DERRY — In his second visit to New Hampshire since March, Beto O’Rourke said at a town hall meeting Thursday that it’s up to all Americans to work for change.
The Texas Democrat and former congressman running for President spoke to a crowd of close to 100 people at the Grind Rail Trail Cafe in Derry for about 20 minutes, covering a range of issues, before taking questions from the audience.
“Something I’m learning in my old age of 46 years is that there is an inertia to power,” O’Rourke said. “There is not an inertia to change.”
He said he used to believe things like increased justice, and expansion of rights and opportunities, came inexorably through the passage of time. Now, he said he believes people have to act to make those things possible.
After a brief introduction, O’Rourke began his speech by presenting the case that immigrants are not a harmful element in the country, but a beneficial resource. He pointed to his home city of El Paso, Texas, saying it is safe and successful, not despite a high share of Mexican families living there, but because of it.
O’Rourke returned to the theme of immigration throughout his talk.

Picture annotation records
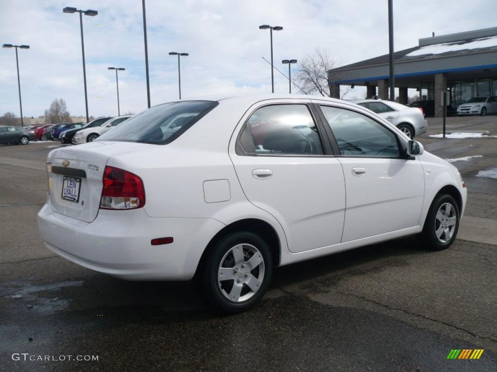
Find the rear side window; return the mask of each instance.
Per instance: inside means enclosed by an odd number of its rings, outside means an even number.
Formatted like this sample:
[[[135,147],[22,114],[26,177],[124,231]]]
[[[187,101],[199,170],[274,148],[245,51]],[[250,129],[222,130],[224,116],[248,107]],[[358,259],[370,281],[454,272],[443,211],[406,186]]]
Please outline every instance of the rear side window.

> _To be done_
1. Output the passage of the article about O'Rourke's Derry town hall between "After a brief" and "because of it.", inclusive.
2. Condense the paragraph of the article about O'Rourke's Derry town hall that begins "After a brief introduction" into a shorter version that keeps its main facts.
3. Write the next part of the article about O'Rourke's Derry town hall, picking up after its final sentence.
These records have no connection to the article about O'Rourke's Derry town hall.

> _Per-task answers_
1.
After a brief introduction, O’Rourke began his speech by presenting the case that immigrants are not a harmful element in the country, but a beneficial resource. He pointed to his home city of El Paso, Texas, saying it is safe and successful, not despite a high share of Mexican families living there, but because of it.

2. O'Rourke opened his speech by arguing that immigrants are a beneficial resource for the country rather than a harmful element. He cited his home city of El Paso, Texas, as safe and successful because of its high share of Mexican families, not despite it.

3.
He pointed to the since-rescinded family separation policy at the border, President Donald Trump’s disparaging statements about Mexican immigrants, and his recent tweet about Minnesota Rep. Ilhan Omar’s comments about 9/11, and O’Rourke warned that language like that can become policy.
“This is where our country is today, and it is on all of us to change our course if we disagree with it,” O’Rourke said.
He touched on gun violence, and said the students who survived the shooting at Parkland, Fla., last year provide a good example of how activism can result in positive change, such as some state law changes the students lobbied for.
Issues like affordable healthcare, affordable higher education and addressing climate change rounded out his rapid-fire speech, before he took questions.
In response to a question about the influence of money in politics, O’Rourke said he believes everything he wants to do is dependent on getting back control of our democracy.
“I’m not taking PAC money now, for the past four or five years, of any kind,” he said.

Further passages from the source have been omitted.